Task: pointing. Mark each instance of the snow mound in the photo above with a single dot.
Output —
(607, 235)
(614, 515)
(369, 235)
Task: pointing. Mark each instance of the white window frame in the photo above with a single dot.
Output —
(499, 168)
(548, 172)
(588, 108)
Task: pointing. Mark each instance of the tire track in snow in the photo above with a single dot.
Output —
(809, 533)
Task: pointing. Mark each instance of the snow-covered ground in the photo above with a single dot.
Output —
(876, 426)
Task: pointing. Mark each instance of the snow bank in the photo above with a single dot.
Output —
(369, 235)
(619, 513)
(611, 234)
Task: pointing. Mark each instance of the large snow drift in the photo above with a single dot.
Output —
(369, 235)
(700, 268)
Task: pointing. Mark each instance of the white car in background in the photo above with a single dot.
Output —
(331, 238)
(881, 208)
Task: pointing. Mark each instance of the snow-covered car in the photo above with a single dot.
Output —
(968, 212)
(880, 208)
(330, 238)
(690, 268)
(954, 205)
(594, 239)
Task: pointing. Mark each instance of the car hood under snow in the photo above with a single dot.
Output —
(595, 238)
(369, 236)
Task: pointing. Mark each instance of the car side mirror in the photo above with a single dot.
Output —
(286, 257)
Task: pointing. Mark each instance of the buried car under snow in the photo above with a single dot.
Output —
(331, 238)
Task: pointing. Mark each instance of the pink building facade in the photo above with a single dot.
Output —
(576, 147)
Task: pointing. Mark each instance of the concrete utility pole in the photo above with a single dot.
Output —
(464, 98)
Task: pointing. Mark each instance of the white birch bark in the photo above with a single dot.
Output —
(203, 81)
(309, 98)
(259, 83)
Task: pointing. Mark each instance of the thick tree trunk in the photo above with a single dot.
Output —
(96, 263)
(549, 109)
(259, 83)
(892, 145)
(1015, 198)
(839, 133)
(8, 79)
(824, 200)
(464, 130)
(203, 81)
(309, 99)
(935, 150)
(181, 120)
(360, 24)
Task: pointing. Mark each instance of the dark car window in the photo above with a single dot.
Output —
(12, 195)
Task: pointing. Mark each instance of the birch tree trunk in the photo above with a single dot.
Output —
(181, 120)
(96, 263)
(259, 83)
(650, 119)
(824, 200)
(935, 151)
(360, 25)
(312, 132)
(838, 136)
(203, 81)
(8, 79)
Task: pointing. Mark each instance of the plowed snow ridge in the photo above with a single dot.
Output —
****************
Problem to work on:
Reproduce word for word the material above, starting with the line that has "Task: pointing. Mark each instance of the snow bank" and stopping after the line that has "Task: pointing. Mark each instance of the white birch".

Your response:
Task: pointing. Mark each instance of the snow bank in the photo above with a single dot.
Output —
(369, 235)
(619, 513)
(611, 234)
Task: pointing. Mark each instance of the large snow drift in the photo above with a single dot.
Output —
(369, 235)
(700, 268)
Task: pointing. Mark each instance of the white car in background in the photo above with a single dot.
Output —
(331, 238)
(881, 208)
Task: pointing. Mark each instance of the snow-covered car in the photo above with a single dot.
Output —
(968, 212)
(880, 208)
(330, 238)
(690, 268)
(954, 205)
(594, 239)
Task: pointing. Mark each instance of the car hood under snow in the photo above with a single dot.
Output —
(595, 238)
(369, 236)
Task: pointing. Mark each instance of the car side mirror in the photo above with a single dot.
Output —
(286, 257)
Task: pointing. Mark each instance of the buried car under snow in the photo above with a single dot.
Output —
(331, 238)
Task: pointing. Mark each instance of the pink building facade in the photo above with a single dot.
Output —
(576, 147)
Task: pointing. Mark each instance of the concrete utility pole in the photo above with a single dot.
Output —
(464, 98)
Task: pointing. Mark each instance of the white birch bark in the photo above with a single dot.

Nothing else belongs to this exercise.